▸ **Problem**:
Print the following listing line for line, beginning with the line that contains "Draw the outline of every instance of the white" and continuing through the line that contains "M318 1L318 0L315".
** START **
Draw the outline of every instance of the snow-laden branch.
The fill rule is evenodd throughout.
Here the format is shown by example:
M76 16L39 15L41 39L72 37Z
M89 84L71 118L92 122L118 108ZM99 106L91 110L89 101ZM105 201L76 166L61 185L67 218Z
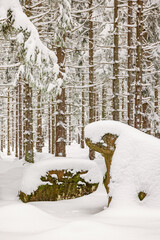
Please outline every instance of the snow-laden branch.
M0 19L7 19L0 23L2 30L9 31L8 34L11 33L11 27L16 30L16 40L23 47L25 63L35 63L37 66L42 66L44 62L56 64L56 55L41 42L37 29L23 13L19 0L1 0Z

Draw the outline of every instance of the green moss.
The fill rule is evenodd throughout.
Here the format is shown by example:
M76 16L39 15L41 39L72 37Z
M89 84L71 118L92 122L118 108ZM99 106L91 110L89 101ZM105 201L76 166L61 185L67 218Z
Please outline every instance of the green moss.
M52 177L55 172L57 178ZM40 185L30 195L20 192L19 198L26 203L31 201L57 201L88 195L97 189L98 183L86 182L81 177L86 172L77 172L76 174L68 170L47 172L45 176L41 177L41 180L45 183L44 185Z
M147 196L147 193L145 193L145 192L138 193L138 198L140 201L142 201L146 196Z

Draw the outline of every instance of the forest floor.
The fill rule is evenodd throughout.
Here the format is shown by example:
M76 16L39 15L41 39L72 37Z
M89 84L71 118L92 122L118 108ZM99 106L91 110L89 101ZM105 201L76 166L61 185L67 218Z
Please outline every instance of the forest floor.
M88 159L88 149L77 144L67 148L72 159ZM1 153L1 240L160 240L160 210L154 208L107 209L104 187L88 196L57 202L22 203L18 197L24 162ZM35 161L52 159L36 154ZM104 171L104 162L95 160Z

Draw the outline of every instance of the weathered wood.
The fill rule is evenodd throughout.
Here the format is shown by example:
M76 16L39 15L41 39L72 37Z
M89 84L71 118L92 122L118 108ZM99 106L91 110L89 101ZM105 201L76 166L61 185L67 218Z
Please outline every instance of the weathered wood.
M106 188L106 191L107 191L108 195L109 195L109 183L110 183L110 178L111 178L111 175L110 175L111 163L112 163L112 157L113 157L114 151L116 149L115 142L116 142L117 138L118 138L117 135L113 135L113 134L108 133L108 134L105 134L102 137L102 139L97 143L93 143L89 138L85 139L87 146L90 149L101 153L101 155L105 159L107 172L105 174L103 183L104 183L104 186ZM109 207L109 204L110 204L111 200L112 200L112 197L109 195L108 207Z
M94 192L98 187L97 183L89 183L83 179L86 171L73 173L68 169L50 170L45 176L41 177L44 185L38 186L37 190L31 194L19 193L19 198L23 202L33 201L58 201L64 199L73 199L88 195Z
** END **
** START **
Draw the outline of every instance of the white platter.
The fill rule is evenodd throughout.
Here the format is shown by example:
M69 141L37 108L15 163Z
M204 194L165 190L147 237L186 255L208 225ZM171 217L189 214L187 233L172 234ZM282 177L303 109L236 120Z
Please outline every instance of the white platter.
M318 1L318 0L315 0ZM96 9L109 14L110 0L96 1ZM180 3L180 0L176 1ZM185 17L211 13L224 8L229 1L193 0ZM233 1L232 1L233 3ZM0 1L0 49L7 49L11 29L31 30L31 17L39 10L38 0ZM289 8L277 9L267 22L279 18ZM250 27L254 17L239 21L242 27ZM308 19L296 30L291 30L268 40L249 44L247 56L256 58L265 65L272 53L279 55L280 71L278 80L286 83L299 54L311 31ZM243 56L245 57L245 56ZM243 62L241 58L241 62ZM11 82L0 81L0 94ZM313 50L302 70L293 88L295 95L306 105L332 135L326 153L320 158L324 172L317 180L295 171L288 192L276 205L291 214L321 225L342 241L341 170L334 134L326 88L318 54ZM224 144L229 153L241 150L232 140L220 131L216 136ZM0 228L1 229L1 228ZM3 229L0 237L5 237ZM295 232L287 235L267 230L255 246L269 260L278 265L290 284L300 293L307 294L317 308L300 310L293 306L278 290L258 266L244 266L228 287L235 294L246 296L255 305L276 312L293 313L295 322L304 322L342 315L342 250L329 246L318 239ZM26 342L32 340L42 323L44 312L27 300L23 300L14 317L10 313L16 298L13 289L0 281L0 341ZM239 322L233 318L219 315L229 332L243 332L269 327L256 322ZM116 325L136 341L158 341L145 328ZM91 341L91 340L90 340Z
** END **
▸ **Worked solution**:
Draw the outline of every instance of the white platter.
The fill rule is evenodd throughout.
Here the format is shown by example:
M69 141L37 108L15 163Z
M204 194L165 190L147 237L186 255L208 225ZM171 217L189 214L187 233L172 234ZM282 177L303 109L236 120Z
Please outline every instance of the white platter.
M318 1L318 0L315 0ZM96 9L109 14L110 0L96 1ZM180 3L180 0L176 1ZM185 17L211 13L224 8L229 1L193 0ZM233 1L232 1L233 3ZM0 1L0 49L7 49L11 29L31 30L31 17L39 10L38 0ZM289 8L277 9L267 22L279 18ZM250 27L254 17L239 21L242 27ZM308 19L296 30L291 30L268 40L249 44L247 56L256 58L265 65L272 53L279 55L280 71L278 80L286 83L299 54L311 31ZM243 56L245 57L245 56ZM243 62L241 58L241 62ZM11 82L0 81L0 94ZM313 50L302 70L293 88L295 95L306 105L332 135L326 153L320 158L324 172L317 180L295 171L288 192L276 205L291 214L321 225L342 241L341 170L334 134L326 88L318 54ZM224 144L229 153L241 150L232 140L220 131L216 136ZM0 228L1 229L1 228ZM3 229L0 237L5 237ZM295 232L287 235L267 230L255 246L269 260L278 265L290 284L300 293L307 294L317 308L300 310L293 306L278 290L258 266L244 266L228 287L235 294L246 296L255 305L276 312L293 313L295 322L304 322L342 315L342 250L329 246L318 239ZM26 342L32 340L42 323L44 312L27 300L23 300L14 317L10 313L16 298L13 289L0 281L0 341ZM239 322L233 318L219 315L229 332L243 332L269 327L256 322ZM116 325L136 341L158 341L145 328ZM91 341L91 340L90 340Z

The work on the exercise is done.